— EXERCISE MATERIALS —
start
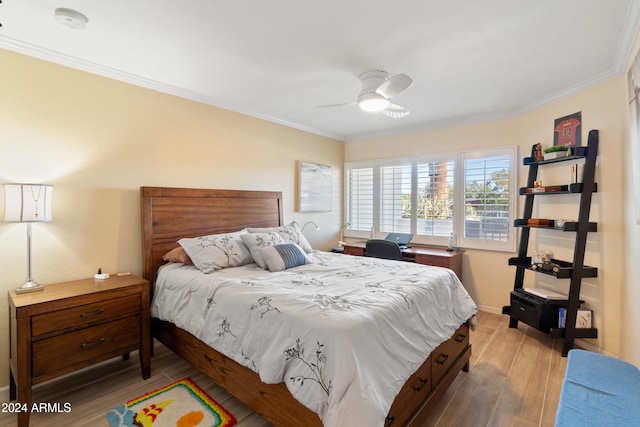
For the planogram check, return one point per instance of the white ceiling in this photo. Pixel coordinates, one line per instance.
(471, 61)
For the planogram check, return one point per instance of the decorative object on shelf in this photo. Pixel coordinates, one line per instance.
(567, 130)
(28, 203)
(314, 187)
(556, 151)
(536, 152)
(541, 257)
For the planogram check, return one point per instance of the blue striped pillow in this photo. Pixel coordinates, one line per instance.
(282, 257)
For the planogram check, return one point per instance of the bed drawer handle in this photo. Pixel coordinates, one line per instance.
(442, 359)
(423, 382)
(93, 313)
(92, 344)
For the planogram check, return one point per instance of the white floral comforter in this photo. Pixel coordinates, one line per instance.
(344, 333)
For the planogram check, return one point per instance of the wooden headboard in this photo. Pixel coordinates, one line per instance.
(169, 214)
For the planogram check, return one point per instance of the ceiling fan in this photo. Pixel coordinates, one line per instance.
(377, 89)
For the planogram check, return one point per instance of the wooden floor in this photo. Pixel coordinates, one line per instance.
(514, 380)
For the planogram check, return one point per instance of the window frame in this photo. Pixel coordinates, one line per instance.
(458, 159)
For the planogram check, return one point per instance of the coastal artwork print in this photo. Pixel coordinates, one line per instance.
(314, 183)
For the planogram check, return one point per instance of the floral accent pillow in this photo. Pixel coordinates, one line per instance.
(257, 241)
(290, 233)
(217, 251)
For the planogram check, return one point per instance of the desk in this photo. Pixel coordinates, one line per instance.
(420, 254)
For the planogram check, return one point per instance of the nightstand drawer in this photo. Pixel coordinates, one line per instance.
(86, 345)
(83, 315)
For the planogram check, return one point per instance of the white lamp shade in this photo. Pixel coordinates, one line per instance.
(28, 202)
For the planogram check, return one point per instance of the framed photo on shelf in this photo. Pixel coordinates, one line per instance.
(567, 130)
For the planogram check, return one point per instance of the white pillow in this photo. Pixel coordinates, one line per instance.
(216, 251)
(282, 257)
(290, 233)
(256, 241)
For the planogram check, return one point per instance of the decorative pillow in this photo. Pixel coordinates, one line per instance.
(282, 257)
(256, 241)
(177, 255)
(290, 233)
(216, 251)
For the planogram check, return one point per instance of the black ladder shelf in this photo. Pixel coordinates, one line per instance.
(576, 270)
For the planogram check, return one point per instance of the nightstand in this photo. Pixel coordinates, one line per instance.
(71, 325)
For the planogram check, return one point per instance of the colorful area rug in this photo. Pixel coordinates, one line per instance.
(181, 404)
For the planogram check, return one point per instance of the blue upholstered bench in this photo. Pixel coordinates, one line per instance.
(599, 391)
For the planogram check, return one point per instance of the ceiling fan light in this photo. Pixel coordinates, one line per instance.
(372, 102)
(71, 18)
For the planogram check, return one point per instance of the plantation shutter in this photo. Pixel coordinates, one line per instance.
(359, 198)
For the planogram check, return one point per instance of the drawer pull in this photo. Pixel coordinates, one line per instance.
(442, 359)
(423, 382)
(92, 344)
(93, 313)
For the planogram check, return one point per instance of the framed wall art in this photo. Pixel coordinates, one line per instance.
(314, 187)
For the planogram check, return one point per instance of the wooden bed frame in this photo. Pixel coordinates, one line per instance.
(169, 214)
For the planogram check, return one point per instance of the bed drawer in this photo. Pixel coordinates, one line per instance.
(86, 346)
(446, 353)
(415, 391)
(83, 315)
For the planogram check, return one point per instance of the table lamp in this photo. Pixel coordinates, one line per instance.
(28, 203)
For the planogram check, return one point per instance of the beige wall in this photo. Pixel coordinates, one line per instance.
(630, 314)
(486, 274)
(98, 140)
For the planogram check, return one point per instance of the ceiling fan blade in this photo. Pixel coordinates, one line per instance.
(337, 105)
(394, 85)
(395, 111)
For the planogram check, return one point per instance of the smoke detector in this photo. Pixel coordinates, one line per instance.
(71, 18)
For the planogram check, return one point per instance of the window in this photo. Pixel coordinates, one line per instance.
(470, 194)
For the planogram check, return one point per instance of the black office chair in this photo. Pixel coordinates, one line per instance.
(379, 248)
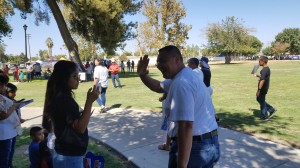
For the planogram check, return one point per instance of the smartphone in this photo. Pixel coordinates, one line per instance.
(26, 102)
(18, 101)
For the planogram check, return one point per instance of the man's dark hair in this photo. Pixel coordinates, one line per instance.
(34, 130)
(194, 61)
(3, 78)
(171, 51)
(11, 87)
(264, 59)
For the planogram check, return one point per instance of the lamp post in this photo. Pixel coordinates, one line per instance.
(25, 27)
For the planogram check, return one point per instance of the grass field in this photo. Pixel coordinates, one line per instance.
end
— INSTRUCTIONS FOR THE TASK —
Reproduce every entry word for word, but omit the pictures.

— TASK ANSWER —
For the planogram check, return one point per instance of the white ceiling in this photo. Pixel coordinates, one line per instance.
(471, 61)
For the planogram check, return one point per instance of the decorative object on shelf in this photo. Pixel coordinates, one line per instance.
(567, 130)
(28, 203)
(314, 187)
(556, 151)
(536, 152)
(541, 257)
For the planogram check, return one point per instance of the blue striped pillow in this photo. Pixel coordinates, one line per instance.
(282, 257)
For the planogram check, return one point per instance of the bed drawer handle in this photo. Pixel coordinates, one line per instance.
(442, 359)
(423, 382)
(93, 313)
(92, 344)
For the planogram check, return one point per instance of the white floral comforter in this photo. Pixel coordinates, one line per instance.
(344, 333)
For the planogram check, return one point per instance of the wooden headboard in this photo. Pixel coordinates, one line per instance.
(169, 214)
For the planogram check, return one point per instance of the ceiling fan in this photo. Pixel coordinates, one line per instance.
(377, 89)
For the planogram check, return one point per instance of the wooden floor in this photo. Pixel coordinates, one line per instance.
(514, 380)
For the planogram check, return one point per instance of the window frame in this photo. Pixel coordinates, one line per instance.
(458, 159)
For the planogram check, return one point per instance of the coastal artwork print in this photo. Pixel coordinates, one line per instance.
(314, 183)
For the planogram check, return one point per instance of the floral accent pillow in this photo. Pixel coordinates, one line per instance.
(257, 241)
(290, 233)
(217, 251)
For the planogram check, return one point per instance of the desk in this photo. Pixel coordinates, one line per instance.
(420, 254)
For the planogram check, return one point per instance of the nightstand drawer in this photo. Pixel coordinates, one line per instance.
(86, 345)
(83, 315)
For the planogram check, return one point per instance of the white lamp shade in this photo. Pixel coordinates, one line per instance.
(28, 202)
For the planogram check, return one point per instance of the framed photo on shelf in this photo. Pixel coordinates, one line per instance.
(567, 130)
For the planogram check, return one point per instance of the white pillow in this photo. Pixel coordinates, one line per instance.
(216, 251)
(282, 257)
(290, 233)
(256, 241)
For the planogram check, return one point per instance of the decorative pillow in this photo. Pixel coordinates, one line per instance.
(282, 257)
(256, 241)
(177, 255)
(290, 233)
(216, 251)
For the planogram check, return one point per instance of the black ladder shelf in this photo. Pixel coordinates, one line per instance.
(576, 270)
For the planogram check, return one point per instance of the nightstand in this photo. Pixel coordinates, one line per instance.
(71, 325)
For the planogram check, return one point per instance of the colorful area rug in this photo. Pixel coordinates, one line per instance.
(181, 404)
For the planogram check, return one point per instance of the blue upholstered bench in this photo. Pixel coordinates, one line per instance.
(599, 391)
For the planogram check, return one point per instance of the ceiling fan light in this photo. Pixel coordinates, one line per instance.
(372, 102)
(71, 18)
For the planogram check, return one point per instance of the plantation shutter in this photo. Pixel coordinates, one line per instance.
(359, 198)
For the planogram check, return one point per instance of the drawer pull in this photo. Pixel coordinates, one line per instance.
(442, 359)
(423, 382)
(92, 344)
(93, 313)
For the planogram check, return one point per instance of the framed wall art in this photo. Pixel coordinates, one line per instance.
(314, 187)
For the planogram check, return one point per instance of the wooden bed frame in this photo. Pixel coordinates, one line per instance.
(169, 214)
For the planogram check, return one point per instance of the bed drawer in this photo. Pixel coordinates, one line per instance.
(86, 346)
(446, 353)
(415, 391)
(83, 315)
For the planogram check, return one point per instance of the table lamp in this photo. Pixel coordinates, one line per instance.
(28, 203)
For the planogram check, return one point per instance of the beige wall in this photo. Pixel coordinates, one line per instance.
(630, 314)
(486, 274)
(98, 140)
For the planogram check, return one point per instance of the ceiling fan blade in this photo. Pixel coordinates, one line per instance.
(337, 105)
(394, 85)
(395, 111)
For the planogram check, return one point per instance of the smoke detector in this photo. Pixel coordinates, one line per instance.
(71, 18)
For the planogram check, return one point per instance of the window in this photo. Pixel coordinates, one line per instance.
(470, 194)
For the planogram check, return one point per instance of the black office chair in this photo. Pixel coordinates, one line per instance.
(379, 248)
For the planogram check, return one point per instance of the smartphone in this photo. Pixel coordinates, one line per instance.
(26, 102)
(18, 101)
For the planogram check, return one point per instance of the man's dark hair in this photo. Pixel coordinates, one line per instance.
(34, 130)
(194, 61)
(3, 78)
(171, 51)
(11, 87)
(264, 59)
For the planogram check, return one point per instance of the lamp post in this photo. Pixel coordinates, one line per instance.
(25, 27)
For the planogram check, return one point per instance of the grass field in this photo. Pixel coordinates, one line per instance.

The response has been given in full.